指示 —
[1] MariaDBの初期設定の本文によると、rootの接続は通常どこからのみ許可すべきか。
[2] MariaDBの初期設定の本文から、「By default, a」から「from the network.」までを一字も変えずに出力せよ。
[3] MariaDBの初期設定の本文の最後の文に続けて、その先を書き進めよ。

抜粋テキスト —
Initial config of MariaDB

[tomtan@ip-172-31-25-230 ~]$ sudo mysql_secure_installation
NOTE: RUNNING ALL PARTS OF THIS SCRIPT IS RECOMMENDED FOR ALL MariaDB
SERVERS IN PRODUCTION USE! PLEASE READ EACH STEP CAREFULLY!
... Omitted ...
Setting the root password ensures that nobody can log into the MariaDB
root user without the proper authorisation.
Set root password? [Y/n] Y
New password:
... Omitted ...
... Success!
By default, a MariaDB installation has an anonymous user, allowing anyone
... Omitted ...
Remove anonymous users? [Y/n] Y
... Success!
Normally, root should only be allowed to connect from 'localhost'. This
ensures that someone cannot guess at the root password from the network.

データ一覧 —
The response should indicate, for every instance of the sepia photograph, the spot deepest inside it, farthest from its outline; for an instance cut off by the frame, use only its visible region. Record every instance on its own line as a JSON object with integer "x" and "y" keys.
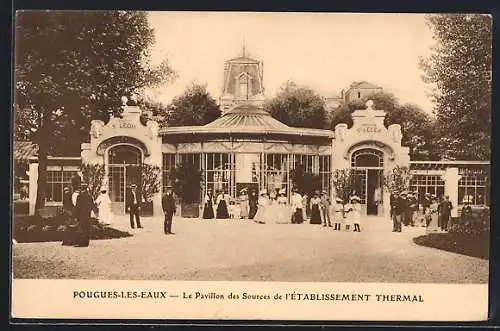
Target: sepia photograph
{"x": 252, "y": 148}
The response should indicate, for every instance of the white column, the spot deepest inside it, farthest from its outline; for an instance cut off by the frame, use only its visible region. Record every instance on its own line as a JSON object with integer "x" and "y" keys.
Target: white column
{"x": 451, "y": 178}
{"x": 33, "y": 179}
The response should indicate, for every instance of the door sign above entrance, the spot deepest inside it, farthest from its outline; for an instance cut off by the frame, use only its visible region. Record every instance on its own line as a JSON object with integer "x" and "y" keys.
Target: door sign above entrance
{"x": 127, "y": 125}
{"x": 369, "y": 128}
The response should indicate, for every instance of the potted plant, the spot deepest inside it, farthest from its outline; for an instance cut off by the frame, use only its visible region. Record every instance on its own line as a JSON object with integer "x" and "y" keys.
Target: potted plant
{"x": 150, "y": 185}
{"x": 186, "y": 184}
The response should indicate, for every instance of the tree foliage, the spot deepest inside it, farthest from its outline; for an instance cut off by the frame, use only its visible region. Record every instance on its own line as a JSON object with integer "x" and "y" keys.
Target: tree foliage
{"x": 186, "y": 179}
{"x": 150, "y": 181}
{"x": 298, "y": 106}
{"x": 460, "y": 69}
{"x": 397, "y": 179}
{"x": 194, "y": 107}
{"x": 418, "y": 128}
{"x": 305, "y": 181}
{"x": 93, "y": 175}
{"x": 73, "y": 66}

回答 —
[1] 'localhost'からのみ。

[2]
By default, a MariaDB installation has an anonymous user, allowing anyone
... Omitted ...
Remove anonymous users? [Y/n] Y
... Success!
Normally, root should only be allowed to connect from 'localhost'. This
ensures that someone cannot guess at the root password from the network.

[3]
Disallow root login remotely? [Y/n] Y
... Success!
By default, MariaDB comes with a database named 'test' that anyone can
access. This is also intended only for testing, and should be removed
before moving into a production environment.
Remove test database and access to it? [Y/n] Y
- Dropping test database...
... Success!
- Removing privileges on test database...
... Success!
Reloading the privilege tables will ensure that all changes made so far
will take effect immediately.
Reload privilege tables now? [Y/n] Y
... Success!
Cleaning up...
All done! If you've completed all of the above steps, your MariaDB
installation should now be secure.
Thanks for using MariaDB!

Test connection

[tomtan@ip-172-31-25-230 ~]$ mysql -u root -e "SHOW DATABASES;" -p
Enter password:
+--------------------+
| Database |
+--------------------+
| information_schema |
| mysql |
| performance_schema |
+--------------------+

最後にHiveからMariaDBに接続するためのconnectorをinstallする。今回はMasterNodeにHiveserver2を起動する予定なので、MasterNodeにinstallする (以下ではClientNodeから行っている)。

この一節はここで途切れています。